# Aim:
Convert the material into a Markdown table with columns named Row and Line, starting at the line containing "[trace] window" and ending at the last line of the material. Put a row number and one line in each row, and leave out any blank lines.

[start of Supplied records]

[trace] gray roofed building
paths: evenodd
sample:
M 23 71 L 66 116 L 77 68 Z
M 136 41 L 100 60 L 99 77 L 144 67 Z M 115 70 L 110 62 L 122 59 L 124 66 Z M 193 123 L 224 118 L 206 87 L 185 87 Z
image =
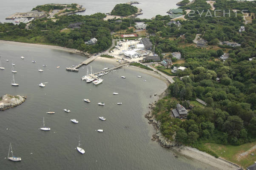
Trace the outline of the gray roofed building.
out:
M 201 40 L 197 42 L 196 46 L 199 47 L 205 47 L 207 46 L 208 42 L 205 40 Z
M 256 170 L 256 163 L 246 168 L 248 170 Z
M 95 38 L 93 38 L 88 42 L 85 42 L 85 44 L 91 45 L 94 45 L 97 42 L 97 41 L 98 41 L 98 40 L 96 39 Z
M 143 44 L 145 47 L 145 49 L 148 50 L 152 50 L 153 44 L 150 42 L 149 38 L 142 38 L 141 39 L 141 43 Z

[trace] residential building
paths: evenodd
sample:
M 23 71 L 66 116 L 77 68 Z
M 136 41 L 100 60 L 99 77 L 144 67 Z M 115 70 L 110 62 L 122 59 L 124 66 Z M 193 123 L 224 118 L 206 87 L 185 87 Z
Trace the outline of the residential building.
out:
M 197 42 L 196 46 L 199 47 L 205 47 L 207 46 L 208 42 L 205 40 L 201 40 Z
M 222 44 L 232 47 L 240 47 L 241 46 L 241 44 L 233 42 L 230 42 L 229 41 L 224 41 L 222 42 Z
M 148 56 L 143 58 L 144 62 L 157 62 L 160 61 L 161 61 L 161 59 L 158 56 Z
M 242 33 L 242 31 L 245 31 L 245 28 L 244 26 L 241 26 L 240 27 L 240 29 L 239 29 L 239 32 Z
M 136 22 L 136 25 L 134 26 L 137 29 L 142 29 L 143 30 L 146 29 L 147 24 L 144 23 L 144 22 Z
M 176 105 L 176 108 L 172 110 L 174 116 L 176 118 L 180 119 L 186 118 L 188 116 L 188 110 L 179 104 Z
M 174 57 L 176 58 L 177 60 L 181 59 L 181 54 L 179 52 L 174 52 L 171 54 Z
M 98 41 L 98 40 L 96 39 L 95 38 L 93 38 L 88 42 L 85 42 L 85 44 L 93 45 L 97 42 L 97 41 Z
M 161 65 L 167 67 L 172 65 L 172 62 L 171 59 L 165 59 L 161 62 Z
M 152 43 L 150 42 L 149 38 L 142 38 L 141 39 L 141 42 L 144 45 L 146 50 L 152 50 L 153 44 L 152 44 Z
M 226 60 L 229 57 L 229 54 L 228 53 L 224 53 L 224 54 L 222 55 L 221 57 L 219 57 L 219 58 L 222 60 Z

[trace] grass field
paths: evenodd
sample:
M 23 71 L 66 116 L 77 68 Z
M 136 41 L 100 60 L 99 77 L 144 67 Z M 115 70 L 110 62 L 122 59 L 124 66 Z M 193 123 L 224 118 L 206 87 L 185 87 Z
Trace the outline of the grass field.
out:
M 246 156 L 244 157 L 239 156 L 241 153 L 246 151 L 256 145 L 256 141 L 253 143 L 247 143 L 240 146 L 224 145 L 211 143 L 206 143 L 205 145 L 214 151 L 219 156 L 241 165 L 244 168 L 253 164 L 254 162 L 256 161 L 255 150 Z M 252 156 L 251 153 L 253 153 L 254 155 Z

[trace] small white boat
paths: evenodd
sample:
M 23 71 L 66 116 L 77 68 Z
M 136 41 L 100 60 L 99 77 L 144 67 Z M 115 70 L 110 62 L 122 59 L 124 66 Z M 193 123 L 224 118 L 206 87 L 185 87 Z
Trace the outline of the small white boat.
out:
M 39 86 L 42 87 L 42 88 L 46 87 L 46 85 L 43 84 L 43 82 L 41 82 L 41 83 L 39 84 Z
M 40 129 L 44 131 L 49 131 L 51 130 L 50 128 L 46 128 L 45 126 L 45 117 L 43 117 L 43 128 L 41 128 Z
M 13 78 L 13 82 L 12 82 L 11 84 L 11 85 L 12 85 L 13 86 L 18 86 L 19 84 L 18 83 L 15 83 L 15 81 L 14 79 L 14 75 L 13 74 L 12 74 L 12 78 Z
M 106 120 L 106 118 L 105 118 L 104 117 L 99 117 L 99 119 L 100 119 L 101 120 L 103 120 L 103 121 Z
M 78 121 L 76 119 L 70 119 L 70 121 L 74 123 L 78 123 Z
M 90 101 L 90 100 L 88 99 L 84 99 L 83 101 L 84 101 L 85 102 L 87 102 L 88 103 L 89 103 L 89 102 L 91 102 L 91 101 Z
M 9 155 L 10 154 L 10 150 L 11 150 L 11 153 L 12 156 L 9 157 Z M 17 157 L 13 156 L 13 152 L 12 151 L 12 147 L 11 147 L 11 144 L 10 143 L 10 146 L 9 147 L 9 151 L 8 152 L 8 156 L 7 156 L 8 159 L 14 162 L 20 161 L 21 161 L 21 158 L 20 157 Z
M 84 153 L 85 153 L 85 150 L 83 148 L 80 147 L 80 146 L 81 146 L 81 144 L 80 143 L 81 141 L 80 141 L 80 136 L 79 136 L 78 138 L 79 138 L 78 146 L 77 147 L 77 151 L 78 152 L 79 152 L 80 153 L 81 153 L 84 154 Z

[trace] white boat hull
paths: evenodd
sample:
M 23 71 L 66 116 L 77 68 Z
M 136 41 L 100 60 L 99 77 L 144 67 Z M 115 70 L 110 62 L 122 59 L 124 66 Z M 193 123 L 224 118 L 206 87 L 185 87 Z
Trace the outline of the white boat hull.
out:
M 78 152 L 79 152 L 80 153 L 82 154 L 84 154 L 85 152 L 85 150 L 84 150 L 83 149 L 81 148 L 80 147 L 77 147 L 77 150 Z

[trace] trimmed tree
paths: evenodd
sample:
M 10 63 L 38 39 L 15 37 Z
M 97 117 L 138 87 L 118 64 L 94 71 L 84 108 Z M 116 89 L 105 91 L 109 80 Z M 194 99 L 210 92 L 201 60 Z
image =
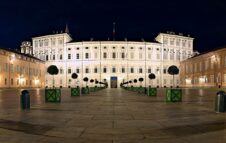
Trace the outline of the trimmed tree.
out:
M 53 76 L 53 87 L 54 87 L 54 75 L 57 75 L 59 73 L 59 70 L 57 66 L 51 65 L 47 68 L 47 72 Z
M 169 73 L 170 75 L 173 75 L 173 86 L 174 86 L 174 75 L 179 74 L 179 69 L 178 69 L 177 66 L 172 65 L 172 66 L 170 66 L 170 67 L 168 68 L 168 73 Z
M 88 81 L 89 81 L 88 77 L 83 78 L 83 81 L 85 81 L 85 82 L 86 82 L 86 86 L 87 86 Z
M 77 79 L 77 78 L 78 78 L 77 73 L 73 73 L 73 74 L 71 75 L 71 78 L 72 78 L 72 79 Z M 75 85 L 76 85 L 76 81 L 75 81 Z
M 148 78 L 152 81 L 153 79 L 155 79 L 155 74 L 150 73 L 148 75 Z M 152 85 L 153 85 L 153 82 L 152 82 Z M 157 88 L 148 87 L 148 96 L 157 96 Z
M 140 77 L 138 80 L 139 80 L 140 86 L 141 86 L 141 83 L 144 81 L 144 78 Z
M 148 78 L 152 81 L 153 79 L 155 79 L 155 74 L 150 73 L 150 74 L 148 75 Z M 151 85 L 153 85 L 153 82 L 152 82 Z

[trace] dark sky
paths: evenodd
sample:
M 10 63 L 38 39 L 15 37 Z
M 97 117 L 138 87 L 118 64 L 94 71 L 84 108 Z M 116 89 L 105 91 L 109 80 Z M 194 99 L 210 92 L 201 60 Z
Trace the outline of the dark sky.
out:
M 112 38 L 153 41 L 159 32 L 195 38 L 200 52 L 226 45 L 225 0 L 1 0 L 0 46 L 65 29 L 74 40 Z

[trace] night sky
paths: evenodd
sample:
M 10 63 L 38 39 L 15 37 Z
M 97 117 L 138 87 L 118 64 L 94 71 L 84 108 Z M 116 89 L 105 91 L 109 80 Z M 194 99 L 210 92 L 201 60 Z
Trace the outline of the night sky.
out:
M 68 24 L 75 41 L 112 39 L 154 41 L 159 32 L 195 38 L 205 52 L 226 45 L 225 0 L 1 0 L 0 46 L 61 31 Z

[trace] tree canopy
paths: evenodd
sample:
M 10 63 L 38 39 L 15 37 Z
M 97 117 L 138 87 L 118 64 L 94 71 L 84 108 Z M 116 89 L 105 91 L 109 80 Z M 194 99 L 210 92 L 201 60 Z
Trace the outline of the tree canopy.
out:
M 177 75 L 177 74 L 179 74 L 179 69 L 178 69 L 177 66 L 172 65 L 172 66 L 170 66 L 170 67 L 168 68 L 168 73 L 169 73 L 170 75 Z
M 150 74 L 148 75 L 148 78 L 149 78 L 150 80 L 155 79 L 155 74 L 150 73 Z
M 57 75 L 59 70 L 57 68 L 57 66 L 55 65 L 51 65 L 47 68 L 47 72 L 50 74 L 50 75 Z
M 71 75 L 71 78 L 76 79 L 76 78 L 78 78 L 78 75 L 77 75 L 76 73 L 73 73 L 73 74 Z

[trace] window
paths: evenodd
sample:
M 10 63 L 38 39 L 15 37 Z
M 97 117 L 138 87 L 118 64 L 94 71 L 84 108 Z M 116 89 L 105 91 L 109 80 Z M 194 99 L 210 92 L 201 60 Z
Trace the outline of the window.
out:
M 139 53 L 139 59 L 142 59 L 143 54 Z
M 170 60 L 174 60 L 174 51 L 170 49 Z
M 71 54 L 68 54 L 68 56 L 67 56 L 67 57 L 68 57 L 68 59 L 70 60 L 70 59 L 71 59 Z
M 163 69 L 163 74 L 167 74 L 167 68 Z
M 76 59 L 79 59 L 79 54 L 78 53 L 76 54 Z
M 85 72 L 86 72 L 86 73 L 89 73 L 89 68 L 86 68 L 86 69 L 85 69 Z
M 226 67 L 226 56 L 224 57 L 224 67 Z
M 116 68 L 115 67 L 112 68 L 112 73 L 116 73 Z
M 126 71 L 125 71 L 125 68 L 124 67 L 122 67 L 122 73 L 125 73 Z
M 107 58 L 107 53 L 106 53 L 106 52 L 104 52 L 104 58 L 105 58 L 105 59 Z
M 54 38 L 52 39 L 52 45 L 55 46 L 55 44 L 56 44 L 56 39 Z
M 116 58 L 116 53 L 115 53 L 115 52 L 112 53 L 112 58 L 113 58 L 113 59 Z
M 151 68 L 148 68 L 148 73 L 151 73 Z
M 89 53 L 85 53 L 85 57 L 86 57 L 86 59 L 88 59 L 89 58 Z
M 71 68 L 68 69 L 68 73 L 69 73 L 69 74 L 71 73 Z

[end of Supplied records]

# Reply to the task:
| Row | Line |
|---|---|
| 1 | [trace] window |
| 2 | paths: evenodd |
| 3 | sample: |
| 4 | M 10 63 L 38 39 L 15 37 Z |
| 5 | M 97 117 L 138 87 L 118 64 L 94 71 L 84 108 Z M 116 89 L 105 91 L 109 80 Z M 194 99 L 210 92 L 201 60 Z |
| 6 | Trace the outline of the window. |
| 7 | out: |
| 8 | M 139 53 L 139 59 L 142 59 L 143 54 Z |
| 9 | M 170 60 L 174 60 L 174 51 L 170 49 Z |
| 10 | M 71 54 L 68 54 L 68 56 L 67 56 L 67 57 L 68 57 L 68 59 L 70 60 L 70 59 L 71 59 Z |
| 11 | M 163 69 L 163 74 L 167 74 L 167 68 Z |
| 12 | M 76 59 L 79 59 L 79 54 L 78 53 L 76 54 Z |
| 13 | M 85 72 L 86 72 L 86 73 L 89 73 L 89 68 L 86 68 L 86 69 L 85 69 Z |
| 14 | M 226 67 L 226 56 L 224 57 L 224 67 Z |
| 15 | M 116 68 L 115 67 L 112 68 L 112 73 L 116 73 Z |
| 16 | M 126 71 L 125 71 L 125 68 L 124 67 L 122 67 L 122 73 L 125 73 Z |
| 17 | M 107 58 L 107 53 L 106 53 L 106 52 L 104 52 L 104 58 L 105 58 L 105 59 Z |
| 18 | M 54 38 L 52 39 L 52 45 L 55 46 L 55 44 L 56 44 L 56 39 Z |
| 19 | M 116 58 L 116 53 L 115 53 L 115 52 L 112 53 L 112 58 L 113 58 L 113 59 Z |
| 20 | M 151 68 L 148 68 L 148 73 L 151 73 Z |
| 21 | M 89 53 L 85 53 L 85 57 L 86 57 L 86 59 L 88 59 L 89 58 Z |
| 22 | M 71 68 L 68 69 L 68 73 L 69 73 L 69 74 L 71 73 Z |